Items from a dataset
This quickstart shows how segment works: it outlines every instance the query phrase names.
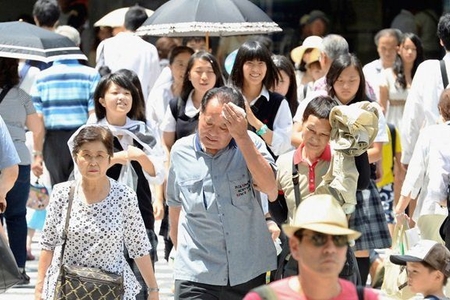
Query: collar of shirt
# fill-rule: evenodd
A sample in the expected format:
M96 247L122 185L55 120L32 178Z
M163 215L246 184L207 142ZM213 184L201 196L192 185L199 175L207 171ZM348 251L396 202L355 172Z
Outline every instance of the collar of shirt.
M223 149L220 149L213 156L216 156L216 155L220 154L222 151L227 150L227 149L231 149L231 148L237 148L237 144L236 144L236 141L234 139L231 139L231 141L228 143L228 146L226 146ZM210 155L209 153L206 153L205 149L203 149L202 143L200 142L200 136L198 135L198 132L195 133L195 137L194 137L194 150L197 151L197 152L203 152L205 154Z
M241 91L241 92L242 92L242 91ZM261 92L259 92L258 97L256 97L255 99L253 99L253 100L250 102L250 106L252 106L253 104L255 104L255 102L258 101L258 99L261 98L261 97L266 98L266 101L267 101L267 102L269 101L269 90L268 90L264 85L262 86ZM244 96L244 99L247 100L247 99L245 98L245 96Z
M304 144L300 145L294 152L294 164L299 164L302 161L305 161L302 157L302 149ZM322 155L313 162L311 165L308 163L308 190L310 193L314 193L316 190L316 166L319 161L330 161L331 160L331 150L330 145L325 147L325 150L322 152ZM305 161L306 162L306 161Z
M305 144L301 144L300 147L298 147L294 152L294 164L298 165L299 163L305 161L302 156L302 150L305 147ZM327 145L325 147L325 150L322 152L322 155L317 159L317 161L313 164L315 165L318 161L325 160L330 161L331 160L331 148L330 145Z

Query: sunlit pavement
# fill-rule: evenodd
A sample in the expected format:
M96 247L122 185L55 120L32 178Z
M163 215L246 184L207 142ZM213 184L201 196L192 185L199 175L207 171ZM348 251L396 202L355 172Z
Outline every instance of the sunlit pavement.
M159 232L159 222L156 224L156 233ZM158 280L160 292L159 299L161 300L173 300L172 294L172 268L164 260L164 241L161 236L158 236L158 257L159 261L155 264L156 279ZM0 300L32 300L34 299L34 285L36 283L38 259L39 259L39 233L36 233L32 253L36 256L36 260L27 261L26 272L30 276L30 284L15 286L10 288L6 293L0 294Z

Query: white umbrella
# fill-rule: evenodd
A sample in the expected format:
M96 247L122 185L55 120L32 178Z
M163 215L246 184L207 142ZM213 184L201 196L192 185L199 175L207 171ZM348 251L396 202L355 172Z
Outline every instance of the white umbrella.
M106 15L104 15L100 20L94 23L95 27L109 26L109 27L121 27L125 22L125 14L130 9L130 7L122 7L115 9ZM145 9L147 16L153 14L153 10Z
M170 0L136 31L155 36L230 36L282 31L248 0Z

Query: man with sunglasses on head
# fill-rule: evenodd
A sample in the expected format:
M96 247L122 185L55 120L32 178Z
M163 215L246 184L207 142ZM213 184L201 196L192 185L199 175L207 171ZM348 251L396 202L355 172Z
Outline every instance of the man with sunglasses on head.
M244 300L378 299L371 288L339 278L349 243L361 233L348 228L347 217L331 195L313 195L298 206L294 221L284 225L299 274L248 293Z

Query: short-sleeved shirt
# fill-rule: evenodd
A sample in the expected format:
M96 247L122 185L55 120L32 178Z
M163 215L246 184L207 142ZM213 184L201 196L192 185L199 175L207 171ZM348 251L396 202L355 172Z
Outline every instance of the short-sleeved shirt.
M31 96L47 130L73 130L84 125L94 109L100 74L76 60L55 61L36 76Z
M0 171L20 162L8 128L0 116Z
M81 199L80 188L76 184L63 262L123 274L124 299L136 299L140 286L125 260L124 246L129 256L135 259L148 255L151 245L138 209L136 193L113 179L109 182L111 188L108 196L93 204ZM73 181L67 181L55 185L48 206L41 247L54 252L44 282L44 299L52 298L59 274L61 236L72 184Z
M298 184L300 195L305 199L313 194L316 187L322 182L322 177L327 173L331 161L331 148L327 146L319 159L312 165L306 163L301 157L303 145L296 150L282 154L277 159L277 183L278 190L283 191L288 206L288 224L294 221L296 204L294 183L292 182L292 163L298 165ZM293 161L294 159L294 161Z
M264 141L249 135L273 165ZM167 203L181 206L175 279L235 286L274 270L275 246L234 140L211 155L192 134L175 142L170 161Z
M20 164L31 163L30 151L25 145L25 122L27 116L36 113L31 97L23 90L14 87L0 103L0 115L8 127L9 134L19 154Z

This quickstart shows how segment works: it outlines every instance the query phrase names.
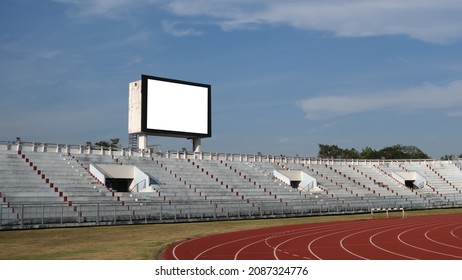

- Activity
Reproduce each entry verbatim, excluding any embedded images.

- Answer space
This quickstart shows how segment works: it outlines every instance the query phrase names.
Query: collar of shirt
# fill-rule: evenodd
A sample in the expected format:
M96 247L122 185L55 120L32 178Z
M163 215L246 184L207 142ZM213 184L201 196L192 185L199 175L207 171ZM348 251L396 202L355 172Z
Outline every instance of the collar of shirt.
M223 149L220 149L213 156L216 156L216 155L220 154L222 151L227 150L227 149L231 149L231 148L237 148L237 144L236 144L236 141L234 139L231 139L231 141L228 143L228 146L226 146ZM210 155L209 153L206 153L205 149L203 149L202 143L200 142L200 136L198 135L198 132L195 133L195 137L194 137L194 150L197 151L197 152L203 152L205 154Z
M241 91L241 92L242 92L242 91ZM261 92L259 92L258 97L256 97L255 99L253 99L253 100L250 102L250 106L252 106L253 104L255 104L255 102L258 101L258 99L261 98L261 97L266 98L266 101L267 101L267 102L269 101L269 90L268 90L264 85L262 86ZM244 96L244 99L247 100L247 99L245 98L245 96Z
M304 144L300 145L294 152L294 164L299 164L302 161L305 161L302 157L302 149ZM322 155L313 162L311 165L308 163L308 190L310 193L314 193L316 190L316 166L319 161L330 161L331 160L331 150L330 145L325 147L325 150L322 152ZM305 161L306 162L306 161Z
M305 144L301 144L300 147L298 147L294 152L294 164L298 165L299 163L305 161L302 156L302 150L305 147ZM327 145L325 147L325 150L322 152L322 155L317 159L317 161L313 164L315 165L318 161L325 160L330 161L331 160L331 148L330 145Z

Query: sunlit pavement
# fill-rule: evenodd
A sample in the expected format:
M96 247L122 185L55 120L32 178Z
M163 215L246 184L207 142ZM213 184L201 196L192 185L199 175L207 171ZM348 251L396 202L355 172Z
Outline every instance of the sunlit pavement.
M159 232L159 222L156 224L156 233ZM158 280L160 292L159 299L161 300L173 300L172 294L172 268L164 260L164 241L161 236L158 236L158 257L159 261L155 264L156 279ZM0 300L32 300L34 299L34 285L36 283L38 259L39 259L39 233L36 233L32 253L36 256L36 260L27 261L26 272L30 276L30 284L15 286L10 288L6 293L0 294Z

Query: white umbrella
# fill-rule: evenodd
A sample in the expected format:
M96 247L122 185L55 120L32 178Z
M163 215L246 184L207 142ZM213 184L201 196L192 185L199 175L207 171ZM348 251L396 202L355 172Z
Outline every instance of the white umbrella.
M106 15L104 15L100 20L94 23L95 27L109 26L109 27L121 27L125 22L125 14L130 9L130 7L122 7L115 9ZM145 9L147 16L153 14L153 10Z
M170 0L136 31L155 36L230 36L282 31L248 0Z

Query: man with sunglasses on head
# fill-rule: evenodd
A sample in the expected format:
M96 247L122 185L55 120L32 178Z
M163 215L246 184L207 142ZM213 184L201 196L192 185L199 175L207 171ZM348 251L396 202L355 172Z
Outline every instance of the man with sunglasses on head.
M244 300L378 299L371 288L339 278L349 243L361 233L348 228L347 217L331 195L313 195L298 206L294 221L284 225L299 274L248 293Z

Query: short-sleeved shirt
# fill-rule: evenodd
A sample in the expected format:
M96 247L122 185L55 120L32 178Z
M163 215L246 184L207 142ZM213 184L201 196L192 185L199 175L207 171ZM348 251L396 202L355 172Z
Outline every instance of the short-sleeved shirt.
M31 96L47 130L73 130L84 125L94 109L100 74L76 60L55 61L36 76Z
M0 171L20 162L8 128L0 116Z
M81 199L80 188L76 184L63 262L123 274L124 299L136 299L140 286L125 260L124 246L129 256L135 259L148 255L151 245L138 209L136 193L113 179L109 182L111 188L108 196L93 204ZM73 181L67 181L55 185L48 206L41 247L54 252L44 282L44 299L52 298L59 274L61 236L72 184Z
M298 184L300 195L305 199L313 194L316 187L322 182L322 177L327 173L331 161L331 148L327 146L319 159L312 165L306 163L301 157L303 145L296 150L282 154L277 159L277 183L278 190L283 191L288 206L288 224L294 221L296 204L294 183L292 182L292 163L298 165ZM293 161L294 159L294 161Z
M264 141L249 135L273 165ZM167 203L181 206L175 279L235 286L274 270L275 246L234 140L211 155L192 134L175 142L170 161Z
M20 164L31 163L30 151L25 145L25 122L27 116L36 113L31 97L23 90L14 87L0 103L0 115L8 127L9 134L19 154Z

This quickstart shows how segment works: it outlines every instance the query phrase names.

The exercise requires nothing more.